- _Natural-language object grounding data_
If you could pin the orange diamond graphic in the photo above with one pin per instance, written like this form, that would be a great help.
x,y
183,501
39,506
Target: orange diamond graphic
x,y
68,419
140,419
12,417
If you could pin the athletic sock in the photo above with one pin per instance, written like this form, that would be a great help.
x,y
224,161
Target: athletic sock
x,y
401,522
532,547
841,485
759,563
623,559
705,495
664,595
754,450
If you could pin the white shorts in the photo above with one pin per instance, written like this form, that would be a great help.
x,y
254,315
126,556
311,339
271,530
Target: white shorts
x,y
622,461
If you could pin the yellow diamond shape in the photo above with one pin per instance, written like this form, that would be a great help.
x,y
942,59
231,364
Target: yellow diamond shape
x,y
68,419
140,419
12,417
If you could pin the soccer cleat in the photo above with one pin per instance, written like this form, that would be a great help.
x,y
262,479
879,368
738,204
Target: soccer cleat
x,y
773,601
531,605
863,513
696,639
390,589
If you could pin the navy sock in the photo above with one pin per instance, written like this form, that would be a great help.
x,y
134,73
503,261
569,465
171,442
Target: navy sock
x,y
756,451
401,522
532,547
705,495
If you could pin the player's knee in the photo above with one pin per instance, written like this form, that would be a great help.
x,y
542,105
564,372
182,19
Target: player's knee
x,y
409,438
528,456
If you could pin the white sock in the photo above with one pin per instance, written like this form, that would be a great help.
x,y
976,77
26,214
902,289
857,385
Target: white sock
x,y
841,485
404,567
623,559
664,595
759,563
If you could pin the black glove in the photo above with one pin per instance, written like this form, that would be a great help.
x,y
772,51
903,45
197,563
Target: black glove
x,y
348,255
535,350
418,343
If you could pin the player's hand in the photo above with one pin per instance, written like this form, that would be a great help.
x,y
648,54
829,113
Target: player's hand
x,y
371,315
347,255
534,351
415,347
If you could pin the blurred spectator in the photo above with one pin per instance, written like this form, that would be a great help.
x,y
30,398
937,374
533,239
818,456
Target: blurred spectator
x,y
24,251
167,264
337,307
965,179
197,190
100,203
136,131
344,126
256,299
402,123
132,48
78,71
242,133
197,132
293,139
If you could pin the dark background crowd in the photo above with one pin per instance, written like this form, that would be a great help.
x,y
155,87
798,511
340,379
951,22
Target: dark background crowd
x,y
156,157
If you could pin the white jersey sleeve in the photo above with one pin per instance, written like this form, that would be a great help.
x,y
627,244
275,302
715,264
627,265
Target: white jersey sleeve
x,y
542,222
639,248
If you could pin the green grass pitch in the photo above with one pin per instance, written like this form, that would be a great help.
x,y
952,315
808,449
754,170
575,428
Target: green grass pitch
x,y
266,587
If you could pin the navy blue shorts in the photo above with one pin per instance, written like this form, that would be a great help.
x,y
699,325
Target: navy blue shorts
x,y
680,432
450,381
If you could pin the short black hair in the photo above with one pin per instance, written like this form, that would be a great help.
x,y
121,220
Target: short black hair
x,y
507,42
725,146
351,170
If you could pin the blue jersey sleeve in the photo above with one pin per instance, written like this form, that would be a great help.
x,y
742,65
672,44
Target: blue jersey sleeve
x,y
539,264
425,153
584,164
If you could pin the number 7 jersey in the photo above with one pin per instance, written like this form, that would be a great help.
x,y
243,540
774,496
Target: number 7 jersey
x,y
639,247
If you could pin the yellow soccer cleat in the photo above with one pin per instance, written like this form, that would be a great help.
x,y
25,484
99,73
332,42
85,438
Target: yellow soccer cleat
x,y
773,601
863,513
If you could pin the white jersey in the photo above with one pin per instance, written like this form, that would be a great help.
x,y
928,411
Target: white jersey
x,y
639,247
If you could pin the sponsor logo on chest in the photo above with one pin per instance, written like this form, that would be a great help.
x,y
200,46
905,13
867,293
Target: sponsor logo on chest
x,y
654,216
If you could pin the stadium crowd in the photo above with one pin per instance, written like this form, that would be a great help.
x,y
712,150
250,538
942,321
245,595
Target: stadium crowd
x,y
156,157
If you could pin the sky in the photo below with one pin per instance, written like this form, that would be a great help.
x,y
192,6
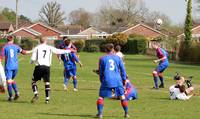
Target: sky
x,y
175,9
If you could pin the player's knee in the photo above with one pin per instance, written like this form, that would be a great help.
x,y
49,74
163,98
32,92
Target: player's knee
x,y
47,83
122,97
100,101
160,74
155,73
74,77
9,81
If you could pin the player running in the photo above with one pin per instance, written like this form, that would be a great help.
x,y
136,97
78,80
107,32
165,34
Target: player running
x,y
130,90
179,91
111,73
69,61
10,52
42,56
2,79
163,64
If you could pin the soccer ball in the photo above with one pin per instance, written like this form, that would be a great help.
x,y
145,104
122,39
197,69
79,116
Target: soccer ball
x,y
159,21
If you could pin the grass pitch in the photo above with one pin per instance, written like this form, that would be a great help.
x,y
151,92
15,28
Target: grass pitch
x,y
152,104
...
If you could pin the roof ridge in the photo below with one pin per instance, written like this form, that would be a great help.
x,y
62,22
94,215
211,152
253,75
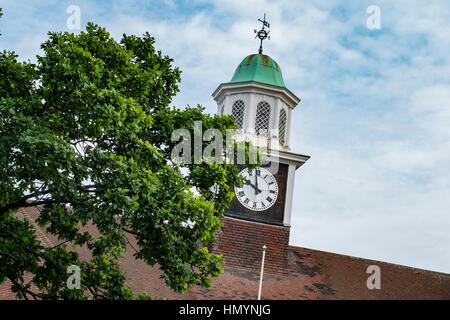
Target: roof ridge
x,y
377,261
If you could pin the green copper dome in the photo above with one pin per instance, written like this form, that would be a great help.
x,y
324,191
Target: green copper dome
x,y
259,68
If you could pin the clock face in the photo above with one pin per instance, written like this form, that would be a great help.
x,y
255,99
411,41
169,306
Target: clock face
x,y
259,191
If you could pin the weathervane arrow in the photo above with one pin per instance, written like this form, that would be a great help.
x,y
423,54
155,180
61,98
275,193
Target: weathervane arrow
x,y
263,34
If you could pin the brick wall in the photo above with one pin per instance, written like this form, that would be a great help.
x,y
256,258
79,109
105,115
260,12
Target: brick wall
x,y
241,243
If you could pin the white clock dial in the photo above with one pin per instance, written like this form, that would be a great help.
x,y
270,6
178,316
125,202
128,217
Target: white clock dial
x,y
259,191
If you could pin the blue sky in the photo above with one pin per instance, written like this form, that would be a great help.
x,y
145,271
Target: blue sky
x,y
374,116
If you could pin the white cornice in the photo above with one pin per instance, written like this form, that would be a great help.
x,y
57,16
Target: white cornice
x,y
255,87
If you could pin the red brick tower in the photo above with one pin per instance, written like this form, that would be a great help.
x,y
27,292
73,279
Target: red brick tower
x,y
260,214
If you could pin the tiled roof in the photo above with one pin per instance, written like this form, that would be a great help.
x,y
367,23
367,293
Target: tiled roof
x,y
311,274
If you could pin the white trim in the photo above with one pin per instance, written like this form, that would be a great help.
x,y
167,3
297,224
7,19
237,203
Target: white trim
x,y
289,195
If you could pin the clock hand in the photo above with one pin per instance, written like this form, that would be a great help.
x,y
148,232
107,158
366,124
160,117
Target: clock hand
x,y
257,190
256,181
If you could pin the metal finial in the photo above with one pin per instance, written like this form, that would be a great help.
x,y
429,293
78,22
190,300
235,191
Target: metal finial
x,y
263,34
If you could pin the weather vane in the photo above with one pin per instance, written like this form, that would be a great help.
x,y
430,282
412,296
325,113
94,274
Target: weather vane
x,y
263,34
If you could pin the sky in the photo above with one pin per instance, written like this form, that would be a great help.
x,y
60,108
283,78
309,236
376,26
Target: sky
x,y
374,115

- _What you need to do_
Now copy each line of the entries that mentions "below".

- _Answer space_
If you could pin the sky in the photo below with one pin per instance, written like this form, that would be a great help.
If you could pin the roof ridge in the photo below with one pin per instance, written like this form, that would be a great help.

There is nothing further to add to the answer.